* [REQUEST]:
Omit the pictures and retype only the lines from the one containing "Target: handshake" through the end of the listing, both ends included.
[START RECORDS FOR THE EXERCISE]
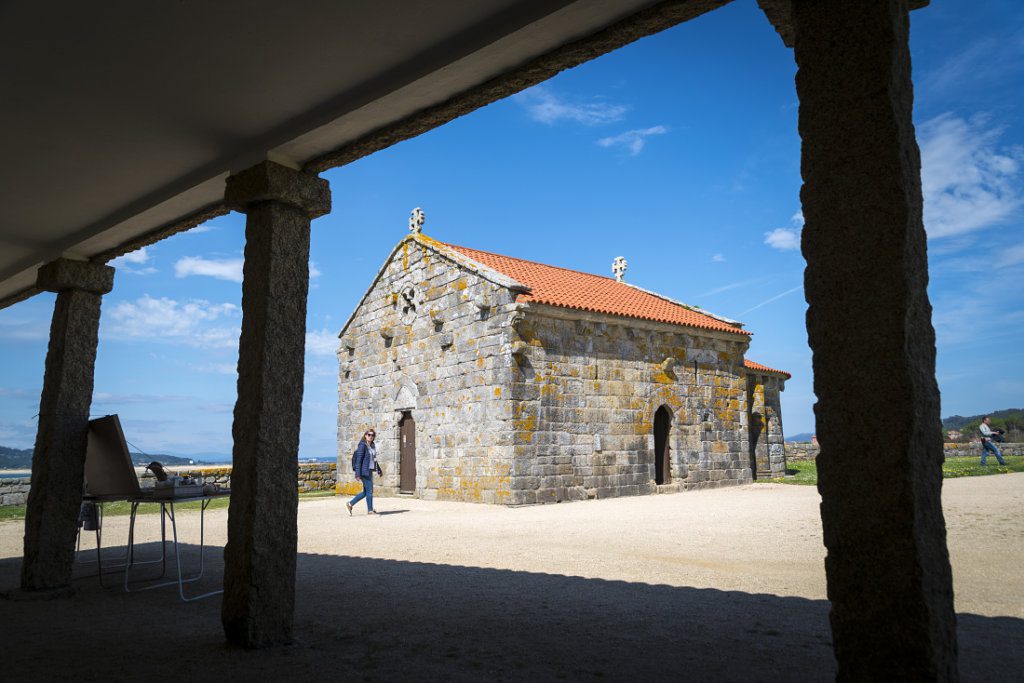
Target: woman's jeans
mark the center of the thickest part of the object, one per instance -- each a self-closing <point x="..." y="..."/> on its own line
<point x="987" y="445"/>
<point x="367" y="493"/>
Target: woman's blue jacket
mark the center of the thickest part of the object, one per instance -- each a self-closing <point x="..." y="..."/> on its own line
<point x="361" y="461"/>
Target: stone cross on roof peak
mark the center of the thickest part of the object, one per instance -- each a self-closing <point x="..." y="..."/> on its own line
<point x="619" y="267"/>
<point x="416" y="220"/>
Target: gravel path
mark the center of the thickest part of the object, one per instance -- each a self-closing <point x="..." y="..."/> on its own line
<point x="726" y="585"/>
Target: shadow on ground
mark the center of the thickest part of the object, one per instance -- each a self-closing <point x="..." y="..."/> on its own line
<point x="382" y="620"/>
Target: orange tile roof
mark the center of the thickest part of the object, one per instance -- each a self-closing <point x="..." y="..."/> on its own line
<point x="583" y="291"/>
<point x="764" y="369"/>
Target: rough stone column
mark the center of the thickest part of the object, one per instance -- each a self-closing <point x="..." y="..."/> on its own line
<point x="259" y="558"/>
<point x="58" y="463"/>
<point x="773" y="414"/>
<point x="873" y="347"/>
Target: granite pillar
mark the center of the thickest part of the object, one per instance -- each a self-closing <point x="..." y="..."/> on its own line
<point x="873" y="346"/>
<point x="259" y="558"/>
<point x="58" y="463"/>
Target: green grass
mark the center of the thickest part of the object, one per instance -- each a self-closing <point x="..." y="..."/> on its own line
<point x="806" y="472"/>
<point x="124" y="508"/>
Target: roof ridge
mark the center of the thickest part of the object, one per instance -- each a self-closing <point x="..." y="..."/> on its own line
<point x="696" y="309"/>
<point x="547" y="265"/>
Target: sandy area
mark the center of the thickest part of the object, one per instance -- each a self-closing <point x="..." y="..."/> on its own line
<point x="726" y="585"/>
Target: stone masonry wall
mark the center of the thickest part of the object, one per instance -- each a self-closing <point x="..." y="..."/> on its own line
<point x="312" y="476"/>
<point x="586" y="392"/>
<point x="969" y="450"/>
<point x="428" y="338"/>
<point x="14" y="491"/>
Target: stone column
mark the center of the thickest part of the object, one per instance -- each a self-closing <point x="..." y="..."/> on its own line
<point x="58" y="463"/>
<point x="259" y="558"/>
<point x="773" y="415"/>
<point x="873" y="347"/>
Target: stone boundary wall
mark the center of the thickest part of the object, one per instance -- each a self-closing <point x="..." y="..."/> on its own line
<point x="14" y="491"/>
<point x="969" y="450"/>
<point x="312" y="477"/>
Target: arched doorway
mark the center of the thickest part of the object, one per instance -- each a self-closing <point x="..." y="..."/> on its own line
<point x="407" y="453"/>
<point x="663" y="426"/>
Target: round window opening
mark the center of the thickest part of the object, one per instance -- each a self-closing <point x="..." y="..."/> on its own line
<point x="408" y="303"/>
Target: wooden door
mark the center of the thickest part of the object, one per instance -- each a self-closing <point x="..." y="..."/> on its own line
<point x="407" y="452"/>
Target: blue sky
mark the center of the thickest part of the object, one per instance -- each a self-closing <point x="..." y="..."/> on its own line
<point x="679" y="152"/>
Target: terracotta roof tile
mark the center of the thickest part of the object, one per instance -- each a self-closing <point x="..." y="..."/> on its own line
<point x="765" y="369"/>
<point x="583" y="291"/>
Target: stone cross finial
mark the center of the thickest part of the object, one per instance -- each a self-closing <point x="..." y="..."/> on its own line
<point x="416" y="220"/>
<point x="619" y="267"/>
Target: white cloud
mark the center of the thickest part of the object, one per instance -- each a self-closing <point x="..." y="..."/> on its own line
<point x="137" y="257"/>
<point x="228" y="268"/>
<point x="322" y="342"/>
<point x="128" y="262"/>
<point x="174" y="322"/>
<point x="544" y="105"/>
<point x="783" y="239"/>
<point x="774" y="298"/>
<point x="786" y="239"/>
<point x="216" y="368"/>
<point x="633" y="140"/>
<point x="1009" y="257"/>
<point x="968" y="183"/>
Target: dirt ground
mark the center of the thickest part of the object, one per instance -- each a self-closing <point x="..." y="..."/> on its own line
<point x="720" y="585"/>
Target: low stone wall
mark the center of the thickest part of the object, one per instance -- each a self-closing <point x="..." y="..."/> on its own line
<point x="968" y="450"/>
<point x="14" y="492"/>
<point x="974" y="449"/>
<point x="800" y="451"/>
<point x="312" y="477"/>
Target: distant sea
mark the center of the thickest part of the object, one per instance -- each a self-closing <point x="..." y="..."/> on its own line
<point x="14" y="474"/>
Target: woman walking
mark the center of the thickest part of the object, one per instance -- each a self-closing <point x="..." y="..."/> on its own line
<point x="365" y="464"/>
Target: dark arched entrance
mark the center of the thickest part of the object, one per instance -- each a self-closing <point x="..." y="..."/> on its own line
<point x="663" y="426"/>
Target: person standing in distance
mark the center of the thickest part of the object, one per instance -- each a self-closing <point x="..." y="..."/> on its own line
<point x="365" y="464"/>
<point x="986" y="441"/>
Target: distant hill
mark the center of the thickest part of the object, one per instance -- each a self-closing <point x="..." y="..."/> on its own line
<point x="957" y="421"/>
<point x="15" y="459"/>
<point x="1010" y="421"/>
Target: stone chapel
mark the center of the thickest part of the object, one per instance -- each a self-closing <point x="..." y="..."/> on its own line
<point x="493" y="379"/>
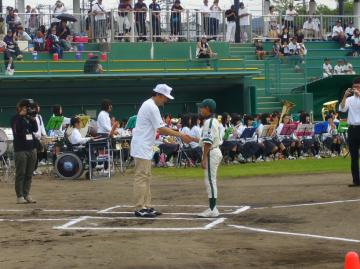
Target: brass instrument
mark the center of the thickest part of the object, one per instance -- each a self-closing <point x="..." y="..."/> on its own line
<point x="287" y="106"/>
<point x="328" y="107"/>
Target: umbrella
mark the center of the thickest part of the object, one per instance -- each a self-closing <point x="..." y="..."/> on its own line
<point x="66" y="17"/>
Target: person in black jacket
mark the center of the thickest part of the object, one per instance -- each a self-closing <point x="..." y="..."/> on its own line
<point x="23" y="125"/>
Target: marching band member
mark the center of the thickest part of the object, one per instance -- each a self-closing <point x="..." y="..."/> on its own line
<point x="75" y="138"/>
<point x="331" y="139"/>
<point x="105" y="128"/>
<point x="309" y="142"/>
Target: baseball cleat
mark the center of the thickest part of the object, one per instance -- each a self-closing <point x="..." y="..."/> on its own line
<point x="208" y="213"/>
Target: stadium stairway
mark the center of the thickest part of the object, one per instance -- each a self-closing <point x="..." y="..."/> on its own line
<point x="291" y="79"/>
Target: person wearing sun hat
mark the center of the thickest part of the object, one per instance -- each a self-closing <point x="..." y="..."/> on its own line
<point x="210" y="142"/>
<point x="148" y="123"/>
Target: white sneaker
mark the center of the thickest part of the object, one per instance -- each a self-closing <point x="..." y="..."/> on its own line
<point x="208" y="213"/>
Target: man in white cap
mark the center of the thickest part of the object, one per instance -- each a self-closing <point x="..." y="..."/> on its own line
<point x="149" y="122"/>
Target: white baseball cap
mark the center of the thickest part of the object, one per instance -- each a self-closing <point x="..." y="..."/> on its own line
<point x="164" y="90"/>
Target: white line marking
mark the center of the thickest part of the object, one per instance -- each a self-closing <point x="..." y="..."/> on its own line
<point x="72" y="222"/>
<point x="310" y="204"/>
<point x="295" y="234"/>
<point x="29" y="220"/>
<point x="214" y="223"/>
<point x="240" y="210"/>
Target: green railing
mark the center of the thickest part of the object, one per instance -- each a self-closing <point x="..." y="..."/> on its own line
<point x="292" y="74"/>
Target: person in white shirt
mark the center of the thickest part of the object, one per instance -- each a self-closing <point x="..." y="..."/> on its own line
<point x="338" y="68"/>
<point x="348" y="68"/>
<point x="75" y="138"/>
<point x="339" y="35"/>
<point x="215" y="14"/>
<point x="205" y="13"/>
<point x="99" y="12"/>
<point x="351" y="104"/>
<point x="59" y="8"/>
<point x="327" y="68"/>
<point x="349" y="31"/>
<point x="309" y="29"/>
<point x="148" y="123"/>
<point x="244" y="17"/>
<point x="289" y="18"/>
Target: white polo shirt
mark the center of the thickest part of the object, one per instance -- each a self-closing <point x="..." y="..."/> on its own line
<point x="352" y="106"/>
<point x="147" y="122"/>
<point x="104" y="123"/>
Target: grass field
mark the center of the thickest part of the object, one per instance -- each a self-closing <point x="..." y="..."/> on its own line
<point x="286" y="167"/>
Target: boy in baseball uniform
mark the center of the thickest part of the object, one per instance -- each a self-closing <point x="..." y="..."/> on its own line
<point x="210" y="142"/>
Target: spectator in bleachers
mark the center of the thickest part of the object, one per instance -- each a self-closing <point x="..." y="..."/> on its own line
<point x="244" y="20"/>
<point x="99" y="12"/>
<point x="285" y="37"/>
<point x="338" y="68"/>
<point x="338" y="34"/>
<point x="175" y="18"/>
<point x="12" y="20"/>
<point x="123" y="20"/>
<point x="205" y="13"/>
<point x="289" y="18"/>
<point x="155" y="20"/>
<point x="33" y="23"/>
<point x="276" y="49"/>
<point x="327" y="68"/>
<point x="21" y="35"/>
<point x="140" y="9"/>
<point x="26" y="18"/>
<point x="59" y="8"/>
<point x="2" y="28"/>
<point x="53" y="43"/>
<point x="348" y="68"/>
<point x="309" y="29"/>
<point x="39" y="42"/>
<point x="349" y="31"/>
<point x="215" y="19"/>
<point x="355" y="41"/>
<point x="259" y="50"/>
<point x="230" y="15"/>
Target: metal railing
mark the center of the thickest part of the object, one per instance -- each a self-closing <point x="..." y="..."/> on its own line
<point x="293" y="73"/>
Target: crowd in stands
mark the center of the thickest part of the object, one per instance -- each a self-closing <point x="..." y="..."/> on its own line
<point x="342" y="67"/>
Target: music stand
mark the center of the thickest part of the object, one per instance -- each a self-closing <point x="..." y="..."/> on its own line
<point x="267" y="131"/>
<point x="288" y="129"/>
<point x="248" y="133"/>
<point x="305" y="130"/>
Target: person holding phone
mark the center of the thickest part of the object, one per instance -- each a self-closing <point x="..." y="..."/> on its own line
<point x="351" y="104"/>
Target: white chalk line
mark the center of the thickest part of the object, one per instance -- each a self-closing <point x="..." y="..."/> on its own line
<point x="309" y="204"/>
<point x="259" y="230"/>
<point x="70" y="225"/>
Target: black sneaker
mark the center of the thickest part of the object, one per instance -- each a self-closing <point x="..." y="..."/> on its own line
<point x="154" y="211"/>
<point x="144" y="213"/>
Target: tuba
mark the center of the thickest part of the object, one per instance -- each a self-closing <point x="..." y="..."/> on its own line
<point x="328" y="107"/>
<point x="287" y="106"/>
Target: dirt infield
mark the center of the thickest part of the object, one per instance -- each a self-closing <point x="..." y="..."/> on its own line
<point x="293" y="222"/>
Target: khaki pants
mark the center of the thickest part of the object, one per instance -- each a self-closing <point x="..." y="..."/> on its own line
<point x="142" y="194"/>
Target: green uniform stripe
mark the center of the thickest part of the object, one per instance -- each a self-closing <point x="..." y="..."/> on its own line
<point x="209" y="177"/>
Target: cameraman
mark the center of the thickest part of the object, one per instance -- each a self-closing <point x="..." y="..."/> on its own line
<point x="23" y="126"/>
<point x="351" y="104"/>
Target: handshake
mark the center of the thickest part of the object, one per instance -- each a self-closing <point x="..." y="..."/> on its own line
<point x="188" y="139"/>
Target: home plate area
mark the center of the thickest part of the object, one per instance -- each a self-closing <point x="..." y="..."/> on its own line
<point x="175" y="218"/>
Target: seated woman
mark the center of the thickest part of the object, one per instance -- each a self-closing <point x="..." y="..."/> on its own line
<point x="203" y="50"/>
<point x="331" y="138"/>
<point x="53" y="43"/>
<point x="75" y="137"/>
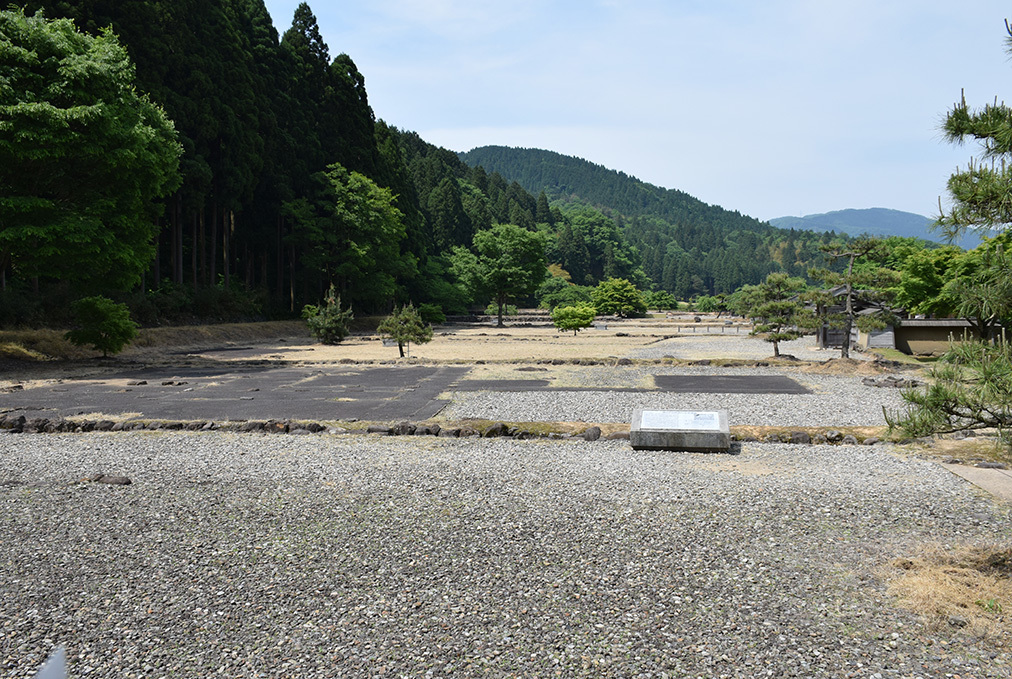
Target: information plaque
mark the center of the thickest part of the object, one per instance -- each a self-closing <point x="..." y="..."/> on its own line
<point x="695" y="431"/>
[END RECORDS FOR THE EXERCISE]
* [OUTPUT]:
Target: handshake
mark the center of the thickest part of the object, one per instance -- each a self-closing <point x="..." y="..."/> on its own line
<point x="188" y="139"/>
Target: home plate area
mark the center of the thickest part of the object, one per instance -- each a self-closing <point x="..." y="..."/> on its own line
<point x="175" y="218"/>
Target: seated woman
mark the center of the thickest part of the object, one per instance -- each a self-closing <point x="..." y="..."/> on its own line
<point x="203" y="50"/>
<point x="331" y="138"/>
<point x="53" y="43"/>
<point x="75" y="137"/>
Target: information plaque
mark the center of the thickest part of the object, one per instance -- each a self-closing <point x="..." y="..."/> on its own line
<point x="695" y="431"/>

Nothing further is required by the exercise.